──────── Given text

We all have seen software being marked as obsolete and named legacy. A messy thing that no fellow Engineer would like to touch, a cost in time and sanity to keep up with something that we would rather throw away and start all over. But even the new, one day, sooner rather than later, will become legacy. These are bad news but also good news, in a way what you are doing now is the legacy yet to come. So you can take action now and prepare.

There are a few culprits: negligence, ossified design and failure in passing the knowledge. Words that have the opposite meaning of what I would call legacy.

The antonym to software legacy

Things change, improve and evolve and in the end become something else, which is possible due to their legacy. I will revisit a key concept that, while simple, took more than one lifetime to be understood.

Copernicus once made the correct but dangerous observation that planets revolved around the Sun. His theory took more than one century to be proven correct.

Tycho Brahe, a wealthy astronomer, once asked his assistant to define Mars orbit. Brahe had a lifetime of Mars observations that only at his death passed down to his assistant. In a way Brahe was afraid that his assistant, Kepler, used such legacy to prove Copernicus correct (as Brahe had his own Earth centred model). Using these observations Kepler found that the orbits of the planets followed three laws. But this was no easy endeavour. Similar to Copernicus he believed that orbits were perfect circles around the Sun. But these observations made clear that planets orbits were in fact ellipses, each one with one of their focus at the Sun.

────────────────
──────── Rows

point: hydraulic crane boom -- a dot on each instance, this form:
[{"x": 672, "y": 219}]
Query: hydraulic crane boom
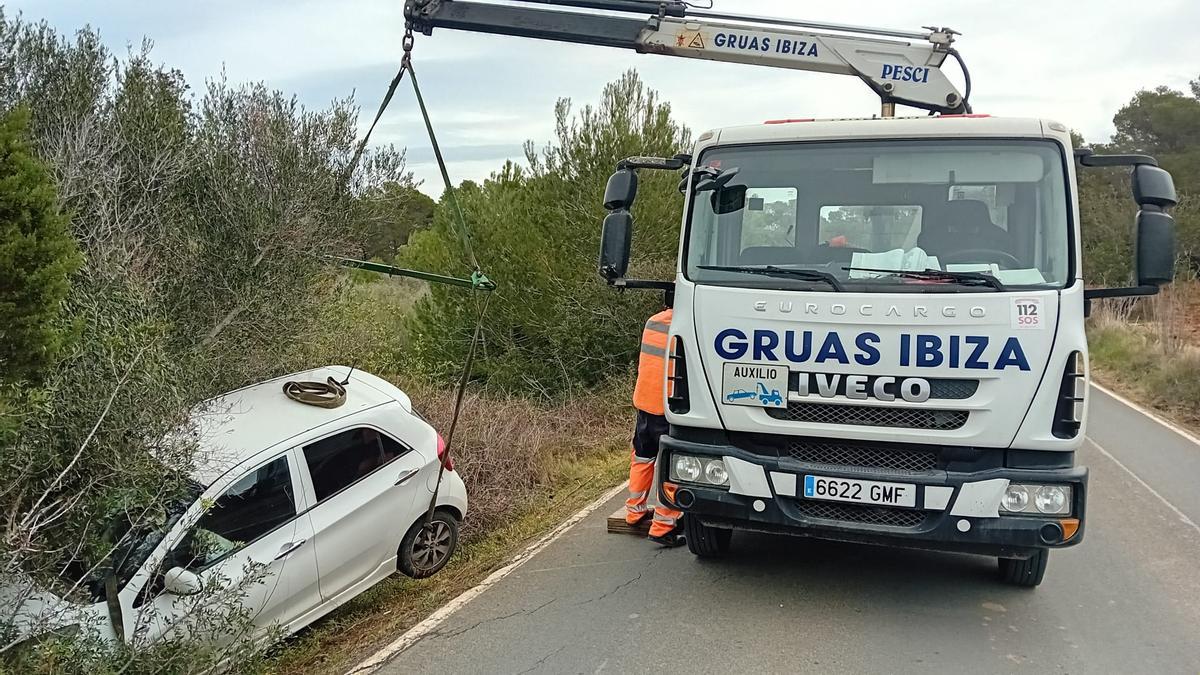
[{"x": 901, "y": 71}]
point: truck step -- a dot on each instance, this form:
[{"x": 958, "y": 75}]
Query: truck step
[{"x": 617, "y": 524}]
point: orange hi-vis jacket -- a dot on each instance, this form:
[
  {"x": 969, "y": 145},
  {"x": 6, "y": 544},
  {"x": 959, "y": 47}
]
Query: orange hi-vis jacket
[{"x": 652, "y": 364}]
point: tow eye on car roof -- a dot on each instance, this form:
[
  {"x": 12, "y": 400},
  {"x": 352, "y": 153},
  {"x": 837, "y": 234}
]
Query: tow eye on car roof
[{"x": 328, "y": 394}]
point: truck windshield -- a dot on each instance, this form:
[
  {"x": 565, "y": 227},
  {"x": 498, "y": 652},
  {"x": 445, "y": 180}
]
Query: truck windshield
[{"x": 861, "y": 210}]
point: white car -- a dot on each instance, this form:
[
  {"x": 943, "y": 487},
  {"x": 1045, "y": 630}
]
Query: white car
[{"x": 317, "y": 503}]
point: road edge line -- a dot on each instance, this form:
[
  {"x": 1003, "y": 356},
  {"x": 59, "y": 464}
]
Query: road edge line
[
  {"x": 1152, "y": 416},
  {"x": 1183, "y": 517},
  {"x": 378, "y": 659}
]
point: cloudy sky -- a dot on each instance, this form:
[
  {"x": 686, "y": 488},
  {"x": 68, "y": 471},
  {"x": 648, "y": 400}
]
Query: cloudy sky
[{"x": 1073, "y": 60}]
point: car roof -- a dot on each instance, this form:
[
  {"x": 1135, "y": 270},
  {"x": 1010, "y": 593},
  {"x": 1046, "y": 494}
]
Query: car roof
[{"x": 238, "y": 425}]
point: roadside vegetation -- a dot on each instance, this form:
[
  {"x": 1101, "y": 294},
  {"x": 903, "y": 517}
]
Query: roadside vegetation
[
  {"x": 1150, "y": 348},
  {"x": 163, "y": 242}
]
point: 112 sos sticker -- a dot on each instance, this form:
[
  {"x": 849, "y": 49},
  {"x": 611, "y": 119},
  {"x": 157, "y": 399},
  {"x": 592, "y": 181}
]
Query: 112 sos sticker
[{"x": 1027, "y": 314}]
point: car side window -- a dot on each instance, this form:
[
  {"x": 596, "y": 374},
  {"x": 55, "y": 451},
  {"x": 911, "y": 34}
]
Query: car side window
[
  {"x": 341, "y": 460},
  {"x": 252, "y": 507}
]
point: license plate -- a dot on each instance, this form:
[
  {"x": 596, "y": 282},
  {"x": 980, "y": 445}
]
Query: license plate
[
  {"x": 754, "y": 384},
  {"x": 859, "y": 491}
]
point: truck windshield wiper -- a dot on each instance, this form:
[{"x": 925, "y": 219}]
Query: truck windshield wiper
[
  {"x": 965, "y": 278},
  {"x": 784, "y": 273}
]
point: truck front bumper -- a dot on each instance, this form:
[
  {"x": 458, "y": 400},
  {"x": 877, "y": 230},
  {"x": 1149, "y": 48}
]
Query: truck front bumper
[{"x": 954, "y": 512}]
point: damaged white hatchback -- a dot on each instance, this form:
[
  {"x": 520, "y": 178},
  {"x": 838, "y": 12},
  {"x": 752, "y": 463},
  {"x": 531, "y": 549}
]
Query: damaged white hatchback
[{"x": 294, "y": 511}]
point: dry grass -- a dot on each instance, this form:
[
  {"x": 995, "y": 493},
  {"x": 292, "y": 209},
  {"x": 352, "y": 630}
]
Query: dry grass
[
  {"x": 527, "y": 466},
  {"x": 1151, "y": 351}
]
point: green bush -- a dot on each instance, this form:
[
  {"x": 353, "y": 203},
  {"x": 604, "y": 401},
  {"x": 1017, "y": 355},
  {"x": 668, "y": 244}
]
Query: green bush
[
  {"x": 37, "y": 255},
  {"x": 553, "y": 324}
]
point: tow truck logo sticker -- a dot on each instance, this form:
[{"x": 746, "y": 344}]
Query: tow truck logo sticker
[
  {"x": 754, "y": 384},
  {"x": 765, "y": 43},
  {"x": 972, "y": 352},
  {"x": 691, "y": 40}
]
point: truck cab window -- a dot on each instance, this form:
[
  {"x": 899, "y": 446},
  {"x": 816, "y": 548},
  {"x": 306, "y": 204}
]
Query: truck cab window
[{"x": 957, "y": 205}]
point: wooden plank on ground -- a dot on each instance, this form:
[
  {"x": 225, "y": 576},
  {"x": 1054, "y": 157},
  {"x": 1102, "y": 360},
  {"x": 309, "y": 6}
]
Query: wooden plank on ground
[{"x": 617, "y": 524}]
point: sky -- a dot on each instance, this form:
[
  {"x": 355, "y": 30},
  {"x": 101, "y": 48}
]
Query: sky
[{"x": 1073, "y": 60}]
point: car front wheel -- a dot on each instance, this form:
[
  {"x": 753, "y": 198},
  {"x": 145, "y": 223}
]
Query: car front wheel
[{"x": 427, "y": 548}]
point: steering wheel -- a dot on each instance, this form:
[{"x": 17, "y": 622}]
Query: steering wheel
[{"x": 990, "y": 255}]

────────────────

Set problem A
From the essay on software legacy, pull out the passage that begins with the words containing "Things change, improve" and ends with "to be understood.".
Set problem B
Write what comes next in the essay on software legacy, picking up after its final sentence.

Task answer A
Things change, improve and evolve and in the end become something else, which is possible due to their legacy. I will revisit a key concept that, while simple, took more than one lifetime to be understood.

Task answer B
For the known planets at the time Kepler’s 3 laws worked as advertised, but what about everything else that was not a planet? It was Newton that explained the mutual attraction of bodies with his law of gravity, such as when a tree lets an apple fall down to Earth. Such force was then proved to be the same one holding the Moon and Earth together. He went as far as showing that such bodies follow an elliptical path like Kepler first law described.

Delembre computed tables of planetary positions for Jupiter, Saturn and Uranus but found that this model (using the law of gravity) had some discrepancies with observations regarding Uranus, therefore he wrote:

… I leave it to the future the task of discovering whether the difficulty of reconciling [the data] is connected with the ancient observations, or whether it depends on some foreign and unperceived cause which may have been acting upon the planet.

Some argued that Newton’s law was not universal (just until Saturn at the time), others made the right observation that maybe a planet far out was in play. Only when Neptune was discovered hearts felt at ease with Newton’s law.

Newton described gravity, but he had no idea how it worked, it was Albert Einstein 300 years later that described General Relativity.

Bernard of Chartres used to compare us to dwarfs perched on the shoulders of giants. He pointed out that we see more and farther than our predecessors, not because we have keener vision or greater height, but because we are lifted up and borne aloft on their gigantic stature.

Our legacy is built on the shoulders of what came before, we reach far because of it.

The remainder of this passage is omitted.